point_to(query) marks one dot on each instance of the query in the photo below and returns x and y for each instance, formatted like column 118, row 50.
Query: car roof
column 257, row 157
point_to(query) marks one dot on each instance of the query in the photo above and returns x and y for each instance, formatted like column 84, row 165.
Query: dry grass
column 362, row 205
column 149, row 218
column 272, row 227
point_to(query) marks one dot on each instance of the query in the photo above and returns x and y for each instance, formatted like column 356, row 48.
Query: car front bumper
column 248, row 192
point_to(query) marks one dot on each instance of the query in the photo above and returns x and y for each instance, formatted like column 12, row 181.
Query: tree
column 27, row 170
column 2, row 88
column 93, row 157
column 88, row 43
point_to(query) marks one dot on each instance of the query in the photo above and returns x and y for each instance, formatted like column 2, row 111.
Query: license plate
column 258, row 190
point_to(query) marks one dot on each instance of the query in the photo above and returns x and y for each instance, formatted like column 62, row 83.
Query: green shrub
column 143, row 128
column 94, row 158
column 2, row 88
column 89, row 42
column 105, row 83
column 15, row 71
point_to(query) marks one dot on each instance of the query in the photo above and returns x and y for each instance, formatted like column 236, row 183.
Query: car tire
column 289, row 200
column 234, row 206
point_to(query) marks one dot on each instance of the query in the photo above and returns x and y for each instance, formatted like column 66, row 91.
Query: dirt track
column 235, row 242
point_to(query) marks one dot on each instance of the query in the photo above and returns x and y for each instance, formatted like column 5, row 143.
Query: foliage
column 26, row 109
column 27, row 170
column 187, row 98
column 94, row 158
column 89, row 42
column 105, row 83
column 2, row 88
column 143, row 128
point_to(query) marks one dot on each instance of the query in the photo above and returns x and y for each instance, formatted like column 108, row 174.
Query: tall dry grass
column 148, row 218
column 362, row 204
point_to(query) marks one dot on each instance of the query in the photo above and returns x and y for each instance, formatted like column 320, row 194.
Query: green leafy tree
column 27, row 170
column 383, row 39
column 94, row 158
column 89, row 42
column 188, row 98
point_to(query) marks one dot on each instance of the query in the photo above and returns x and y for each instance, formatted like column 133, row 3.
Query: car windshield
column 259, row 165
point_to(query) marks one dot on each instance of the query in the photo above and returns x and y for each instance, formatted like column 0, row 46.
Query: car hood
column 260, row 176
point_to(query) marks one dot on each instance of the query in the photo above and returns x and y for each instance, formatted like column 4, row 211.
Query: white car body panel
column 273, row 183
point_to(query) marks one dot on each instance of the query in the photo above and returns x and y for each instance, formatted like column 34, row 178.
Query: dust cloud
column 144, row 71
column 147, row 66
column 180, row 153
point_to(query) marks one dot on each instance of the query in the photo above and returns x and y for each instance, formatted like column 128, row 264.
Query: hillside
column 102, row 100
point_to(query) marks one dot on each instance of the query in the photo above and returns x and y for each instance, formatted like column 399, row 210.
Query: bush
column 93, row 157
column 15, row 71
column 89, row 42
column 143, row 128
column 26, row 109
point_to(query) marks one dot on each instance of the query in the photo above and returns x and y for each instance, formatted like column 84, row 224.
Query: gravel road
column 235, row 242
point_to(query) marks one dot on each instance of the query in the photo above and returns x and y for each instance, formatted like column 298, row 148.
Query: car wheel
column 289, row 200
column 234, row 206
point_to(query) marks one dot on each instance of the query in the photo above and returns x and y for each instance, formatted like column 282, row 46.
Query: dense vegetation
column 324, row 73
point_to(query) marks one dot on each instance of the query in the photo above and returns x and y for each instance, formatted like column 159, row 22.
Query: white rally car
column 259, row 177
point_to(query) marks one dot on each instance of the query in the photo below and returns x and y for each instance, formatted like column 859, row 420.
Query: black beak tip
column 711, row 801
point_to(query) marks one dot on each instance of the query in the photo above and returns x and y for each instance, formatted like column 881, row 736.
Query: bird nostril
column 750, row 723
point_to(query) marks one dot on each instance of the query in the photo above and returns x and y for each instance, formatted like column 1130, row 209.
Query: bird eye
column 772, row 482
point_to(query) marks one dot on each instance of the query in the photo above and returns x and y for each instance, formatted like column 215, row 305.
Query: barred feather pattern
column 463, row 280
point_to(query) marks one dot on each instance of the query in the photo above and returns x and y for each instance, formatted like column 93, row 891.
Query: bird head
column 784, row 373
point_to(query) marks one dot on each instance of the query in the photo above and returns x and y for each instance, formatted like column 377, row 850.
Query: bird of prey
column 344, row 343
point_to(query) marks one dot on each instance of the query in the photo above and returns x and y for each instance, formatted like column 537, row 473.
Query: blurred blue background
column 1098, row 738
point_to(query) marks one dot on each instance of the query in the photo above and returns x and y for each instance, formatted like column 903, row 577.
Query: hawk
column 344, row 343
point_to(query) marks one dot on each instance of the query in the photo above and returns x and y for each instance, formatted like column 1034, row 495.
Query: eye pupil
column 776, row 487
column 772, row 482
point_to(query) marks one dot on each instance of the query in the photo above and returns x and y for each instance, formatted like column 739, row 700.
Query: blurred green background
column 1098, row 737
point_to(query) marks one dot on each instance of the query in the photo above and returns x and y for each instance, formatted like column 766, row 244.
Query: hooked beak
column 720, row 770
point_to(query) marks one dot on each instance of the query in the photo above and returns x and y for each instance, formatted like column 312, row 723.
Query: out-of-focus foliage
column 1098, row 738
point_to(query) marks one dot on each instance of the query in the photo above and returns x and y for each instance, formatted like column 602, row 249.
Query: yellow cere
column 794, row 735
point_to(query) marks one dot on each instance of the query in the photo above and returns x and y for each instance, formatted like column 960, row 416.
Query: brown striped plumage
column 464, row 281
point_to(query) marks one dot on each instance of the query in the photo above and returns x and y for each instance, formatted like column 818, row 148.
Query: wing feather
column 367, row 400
———
Could you copy the records above line for line, starting at their very first line and ending with the line that contains "column 257, row 157", including that line?

EXERCISE OUTPUT |
point_to(query) marks one dot on each instance of the query in the photo below and returns x and y for each instance, formatted like column 118, row 50.
Query: car roof
column 257, row 157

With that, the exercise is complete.